Repeat exactly, and only, the lines from the one containing "green leafy tree." through the end of the records.

☆ ☆ ☆ ☆ ☆ ☆ ☆

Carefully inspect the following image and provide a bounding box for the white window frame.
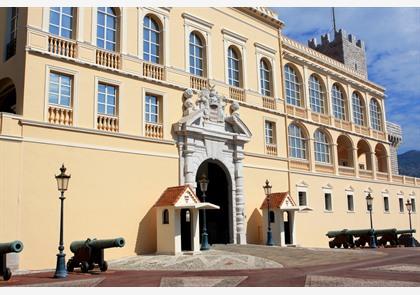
[93,76,121,128]
[288,123,307,160]
[48,72,73,108]
[352,92,365,126]
[323,185,333,212]
[314,129,330,164]
[309,74,325,114]
[145,93,160,124]
[332,84,346,120]
[369,98,382,131]
[49,7,74,39]
[264,120,275,145]
[284,64,302,107]
[255,42,277,98]
[222,28,247,89]
[141,87,166,138]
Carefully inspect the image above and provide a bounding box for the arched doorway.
[196,160,232,245]
[0,78,17,114]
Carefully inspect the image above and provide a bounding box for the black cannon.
[349,229,376,248]
[67,237,125,273]
[397,229,418,247]
[326,229,354,248]
[0,240,24,281]
[375,228,398,247]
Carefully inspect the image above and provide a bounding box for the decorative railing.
[315,163,334,173]
[143,62,165,80]
[338,166,355,176]
[311,112,330,125]
[404,176,416,185]
[265,143,277,156]
[290,159,310,171]
[229,86,246,102]
[145,122,163,139]
[334,119,352,131]
[6,38,16,60]
[262,96,276,110]
[354,125,370,136]
[359,169,373,179]
[190,76,209,90]
[372,130,386,141]
[97,114,118,132]
[48,36,77,58]
[286,105,307,118]
[96,49,121,69]
[392,175,403,184]
[48,105,73,126]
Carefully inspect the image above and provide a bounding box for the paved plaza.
[1,245,420,287]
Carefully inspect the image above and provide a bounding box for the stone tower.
[386,121,403,175]
[308,29,367,78]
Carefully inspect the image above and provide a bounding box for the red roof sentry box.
[260,192,298,210]
[155,185,220,209]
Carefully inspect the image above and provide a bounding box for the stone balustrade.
[190,75,209,90]
[48,36,77,58]
[97,114,119,132]
[265,143,277,156]
[96,49,121,69]
[229,86,246,102]
[143,62,165,80]
[48,105,73,126]
[262,96,276,110]
[145,122,163,139]
[339,166,355,176]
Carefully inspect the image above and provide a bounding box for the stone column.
[183,144,196,187]
[353,148,359,177]
[332,143,339,175]
[234,146,246,244]
[370,151,377,180]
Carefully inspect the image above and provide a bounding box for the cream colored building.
[0,7,418,270]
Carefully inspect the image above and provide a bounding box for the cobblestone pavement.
[109,249,282,271]
[1,246,420,287]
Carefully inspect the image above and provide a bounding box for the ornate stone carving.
[182,88,196,116]
[230,101,240,117]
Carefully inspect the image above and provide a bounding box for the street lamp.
[199,174,210,251]
[405,199,416,247]
[365,193,376,248]
[263,179,274,246]
[54,164,71,278]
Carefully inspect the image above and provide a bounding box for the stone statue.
[182,88,195,116]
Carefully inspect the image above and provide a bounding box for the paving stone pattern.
[361,264,420,273]
[160,276,248,287]
[305,275,420,287]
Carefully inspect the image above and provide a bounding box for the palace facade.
[0,7,418,270]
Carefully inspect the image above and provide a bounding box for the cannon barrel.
[70,239,91,253]
[0,241,24,255]
[374,228,397,236]
[347,229,373,236]
[326,229,348,238]
[88,238,125,249]
[396,229,416,234]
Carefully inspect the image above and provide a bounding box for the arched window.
[228,46,241,87]
[260,59,272,96]
[370,99,382,131]
[97,7,117,51]
[352,92,365,126]
[143,15,161,64]
[162,209,169,224]
[49,7,74,39]
[284,65,302,107]
[189,32,205,77]
[288,124,307,159]
[314,129,330,163]
[309,75,325,113]
[332,84,346,120]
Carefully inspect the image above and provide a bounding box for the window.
[284,64,301,107]
[309,75,325,113]
[352,92,365,126]
[298,191,307,206]
[49,7,73,39]
[412,198,417,213]
[162,209,169,224]
[269,211,275,223]
[399,198,404,213]
[144,15,161,64]
[288,124,307,159]
[265,121,275,145]
[370,99,382,131]
[347,194,354,211]
[97,7,117,51]
[314,129,330,163]
[145,94,160,124]
[48,72,72,108]
[384,196,389,212]
[324,193,332,211]
[260,59,272,96]
[97,83,117,116]
[228,46,240,87]
[332,84,346,120]
[189,32,205,76]
[6,8,18,59]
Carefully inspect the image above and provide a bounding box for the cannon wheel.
[329,241,334,248]
[80,261,89,273]
[67,259,74,272]
[100,261,108,272]
[343,243,349,249]
[88,263,95,271]
[3,268,12,281]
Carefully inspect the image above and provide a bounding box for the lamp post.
[199,174,210,251]
[54,164,71,278]
[405,199,416,247]
[263,179,274,246]
[365,193,376,248]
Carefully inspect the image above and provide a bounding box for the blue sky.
[272,7,420,154]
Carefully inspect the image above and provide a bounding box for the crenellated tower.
[386,121,403,175]
[308,29,367,78]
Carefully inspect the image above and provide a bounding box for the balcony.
[48,36,77,58]
[96,49,121,70]
[229,86,246,102]
[190,75,209,90]
[372,129,386,141]
[48,105,73,126]
[359,169,373,179]
[311,112,330,125]
[265,143,277,156]
[145,122,163,139]
[338,166,355,176]
[286,105,306,119]
[392,174,403,184]
[290,159,310,171]
[143,62,165,81]
[262,96,276,110]
[334,119,352,131]
[315,163,334,174]
[354,125,370,136]
[97,114,119,132]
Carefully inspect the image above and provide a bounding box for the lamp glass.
[263,180,272,195]
[199,175,209,193]
[406,200,412,212]
[366,194,373,206]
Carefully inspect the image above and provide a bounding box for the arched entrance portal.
[196,160,232,244]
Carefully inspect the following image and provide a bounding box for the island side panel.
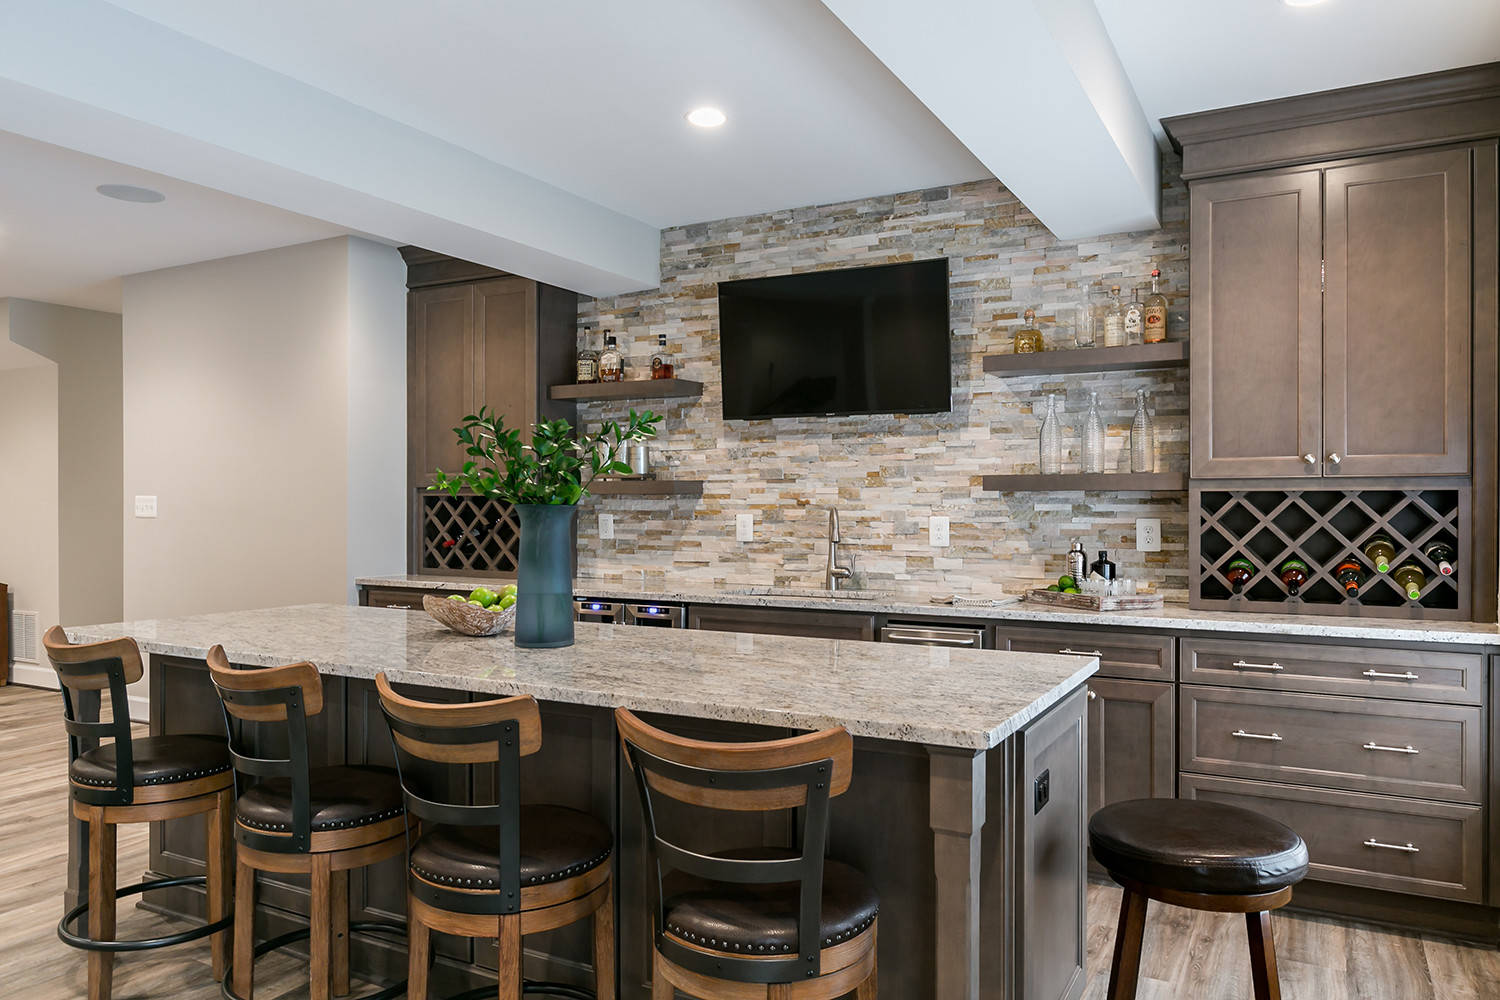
[928,745,987,999]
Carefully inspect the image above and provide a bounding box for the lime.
[446,594,465,601]
[1058,575,1076,589]
[500,583,518,597]
[1046,584,1062,592]
[497,593,516,610]
[468,600,486,608]
[468,587,498,608]
[1063,586,1081,594]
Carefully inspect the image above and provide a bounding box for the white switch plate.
[134,495,157,518]
[1136,518,1161,552]
[598,513,614,540]
[929,515,950,547]
[736,512,754,542]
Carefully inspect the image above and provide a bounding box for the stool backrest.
[614,708,853,984]
[43,625,143,805]
[374,673,540,915]
[207,644,324,852]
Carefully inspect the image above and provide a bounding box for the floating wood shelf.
[982,341,1189,377]
[981,472,1188,492]
[549,378,704,402]
[590,479,705,497]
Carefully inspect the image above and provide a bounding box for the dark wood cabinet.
[686,604,877,641]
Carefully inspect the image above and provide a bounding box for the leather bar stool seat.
[662,851,878,955]
[409,803,612,890]
[1089,799,1309,896]
[235,764,404,839]
[70,733,232,789]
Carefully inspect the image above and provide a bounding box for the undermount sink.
[726,586,891,602]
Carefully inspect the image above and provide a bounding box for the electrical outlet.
[598,513,614,541]
[1136,518,1161,552]
[929,515,950,547]
[1034,769,1051,814]
[736,512,754,542]
[134,495,157,518]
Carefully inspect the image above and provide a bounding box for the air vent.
[10,610,38,663]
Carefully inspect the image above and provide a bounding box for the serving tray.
[1024,589,1164,612]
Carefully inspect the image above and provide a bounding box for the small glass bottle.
[1130,388,1155,473]
[1082,391,1106,474]
[575,328,600,384]
[650,332,674,380]
[1039,393,1062,474]
[1074,299,1097,348]
[598,331,624,382]
[1143,269,1168,343]
[1124,287,1145,346]
[1014,308,1043,354]
[1103,286,1125,347]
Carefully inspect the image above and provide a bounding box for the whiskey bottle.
[1224,557,1256,594]
[1278,558,1310,597]
[598,331,624,382]
[1103,286,1125,347]
[575,328,600,384]
[1143,269,1168,343]
[1014,308,1043,354]
[1363,537,1395,574]
[1393,563,1426,601]
[1123,287,1145,346]
[1335,560,1366,598]
[650,332,675,380]
[1424,541,1456,577]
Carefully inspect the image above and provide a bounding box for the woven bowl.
[422,593,516,637]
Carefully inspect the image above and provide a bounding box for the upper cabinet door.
[408,284,477,487]
[1323,147,1472,477]
[474,277,538,441]
[1190,169,1325,478]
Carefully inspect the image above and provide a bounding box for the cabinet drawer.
[364,587,462,610]
[1180,685,1483,803]
[1181,774,1484,903]
[995,626,1173,681]
[1181,637,1482,705]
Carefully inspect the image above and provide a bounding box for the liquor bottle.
[1103,286,1125,347]
[1393,563,1426,601]
[1335,559,1366,598]
[1082,391,1106,473]
[1130,388,1155,473]
[1067,541,1087,581]
[598,331,624,382]
[1363,536,1396,574]
[1123,287,1145,346]
[1224,557,1255,594]
[1424,541,1456,577]
[1039,393,1062,474]
[1089,550,1117,581]
[575,328,600,384]
[1278,558,1310,596]
[650,332,675,380]
[1014,308,1043,354]
[1143,269,1168,343]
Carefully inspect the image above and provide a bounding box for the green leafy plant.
[430,406,663,505]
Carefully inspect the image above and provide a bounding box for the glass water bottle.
[1082,391,1105,474]
[1039,393,1062,474]
[1130,388,1155,473]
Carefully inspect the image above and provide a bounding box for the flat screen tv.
[717,258,950,420]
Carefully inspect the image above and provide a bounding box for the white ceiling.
[0,130,350,311]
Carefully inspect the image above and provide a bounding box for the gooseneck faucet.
[825,507,854,592]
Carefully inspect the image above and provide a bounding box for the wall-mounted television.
[717,258,951,420]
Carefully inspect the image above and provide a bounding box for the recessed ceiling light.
[96,183,165,203]
[685,106,727,129]
[1283,0,1330,6]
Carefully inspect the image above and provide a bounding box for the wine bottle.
[1335,560,1366,598]
[1424,541,1456,577]
[1278,558,1310,597]
[1363,537,1395,574]
[1224,557,1255,594]
[1393,563,1426,601]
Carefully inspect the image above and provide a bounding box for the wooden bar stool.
[44,626,235,1000]
[207,645,409,1000]
[614,709,877,1000]
[1089,799,1310,1000]
[374,673,615,1000]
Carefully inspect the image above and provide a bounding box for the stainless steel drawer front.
[624,603,686,627]
[879,625,984,648]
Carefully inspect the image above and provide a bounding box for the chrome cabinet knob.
[1328,452,1342,464]
[1301,453,1316,465]
[1087,689,1097,701]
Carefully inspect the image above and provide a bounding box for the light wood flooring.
[2,684,1496,998]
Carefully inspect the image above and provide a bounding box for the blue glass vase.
[514,503,577,648]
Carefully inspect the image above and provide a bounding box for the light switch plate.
[598,513,614,540]
[736,512,754,542]
[1136,518,1161,552]
[929,515,950,547]
[134,495,157,518]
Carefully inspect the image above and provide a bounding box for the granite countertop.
[356,574,1500,648]
[66,604,1097,750]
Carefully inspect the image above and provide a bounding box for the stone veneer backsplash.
[574,156,1192,600]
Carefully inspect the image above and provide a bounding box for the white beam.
[0,0,661,294]
[822,0,1160,238]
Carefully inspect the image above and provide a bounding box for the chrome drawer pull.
[1232,659,1284,672]
[1059,648,1103,657]
[384,604,409,609]
[1363,838,1420,853]
[1231,729,1283,742]
[1361,669,1419,681]
[1363,742,1420,755]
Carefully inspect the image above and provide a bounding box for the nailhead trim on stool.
[665,911,878,952]
[237,805,405,833]
[73,762,231,787]
[411,846,612,889]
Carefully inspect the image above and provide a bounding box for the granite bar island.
[67,604,1097,1000]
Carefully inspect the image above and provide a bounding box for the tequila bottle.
[1014,308,1043,354]
[1143,269,1168,343]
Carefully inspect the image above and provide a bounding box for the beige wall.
[0,363,61,662]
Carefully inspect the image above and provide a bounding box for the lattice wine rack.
[1191,486,1470,620]
[414,491,520,576]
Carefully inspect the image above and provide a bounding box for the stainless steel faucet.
[825,507,854,591]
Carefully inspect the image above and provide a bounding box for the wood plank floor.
[3,684,1497,998]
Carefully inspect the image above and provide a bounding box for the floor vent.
[10,610,39,663]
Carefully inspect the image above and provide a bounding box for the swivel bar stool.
[44,626,235,1000]
[374,673,615,1000]
[614,709,878,1000]
[207,645,408,1000]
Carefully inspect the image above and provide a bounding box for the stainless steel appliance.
[574,599,624,624]
[574,598,686,628]
[877,622,987,648]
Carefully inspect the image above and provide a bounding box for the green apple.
[467,587,498,608]
[499,583,518,597]
[497,593,516,610]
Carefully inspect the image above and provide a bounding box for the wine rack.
[1191,485,1469,620]
[414,491,520,576]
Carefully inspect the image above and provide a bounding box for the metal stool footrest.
[447,982,597,1000]
[219,920,408,1000]
[59,873,233,953]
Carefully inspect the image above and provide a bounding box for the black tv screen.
[718,258,951,420]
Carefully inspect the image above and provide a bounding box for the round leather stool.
[1090,799,1309,1000]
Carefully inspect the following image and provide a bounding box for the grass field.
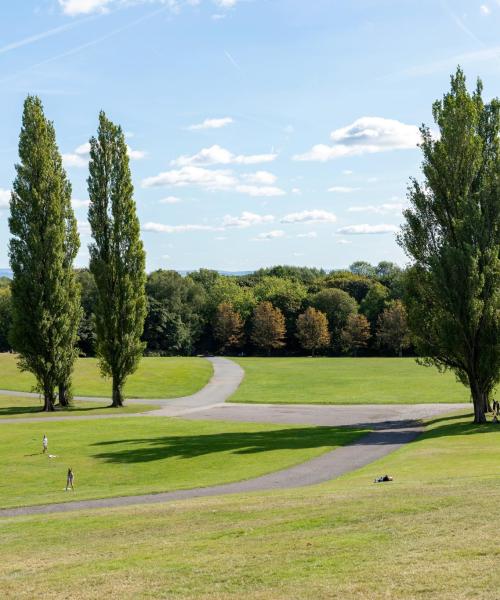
[0,411,497,599]
[0,395,157,419]
[0,353,213,398]
[0,417,365,509]
[231,357,471,404]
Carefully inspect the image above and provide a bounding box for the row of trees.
[7,97,146,410]
[213,300,409,357]
[3,68,500,424]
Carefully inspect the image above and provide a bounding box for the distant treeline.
[1,260,411,357]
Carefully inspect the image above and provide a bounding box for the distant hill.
[0,269,253,279]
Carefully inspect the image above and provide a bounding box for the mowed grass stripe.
[0,413,497,599]
[0,417,366,509]
[231,357,471,404]
[0,353,213,399]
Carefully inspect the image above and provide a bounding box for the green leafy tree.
[349,261,376,278]
[360,282,390,325]
[399,68,500,423]
[0,287,12,352]
[213,302,245,353]
[324,271,373,303]
[296,307,330,355]
[88,112,147,407]
[310,288,358,349]
[251,301,286,355]
[376,300,410,356]
[341,314,371,357]
[9,96,81,411]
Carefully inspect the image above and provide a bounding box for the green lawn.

☆ ☆ ☆ ☆ ☆ ☆ ☆

Answer for the task →
Carefully inspect the image above and provide a bounding box for the green leafy tree.
[349,261,376,278]
[360,282,390,325]
[399,68,500,423]
[0,287,12,352]
[213,302,245,353]
[324,271,373,303]
[296,307,330,355]
[88,112,147,407]
[310,288,358,349]
[251,301,286,355]
[376,300,410,356]
[341,314,371,357]
[9,96,81,411]
Carefully inspect the image above and provide a bounding box for the green lawn.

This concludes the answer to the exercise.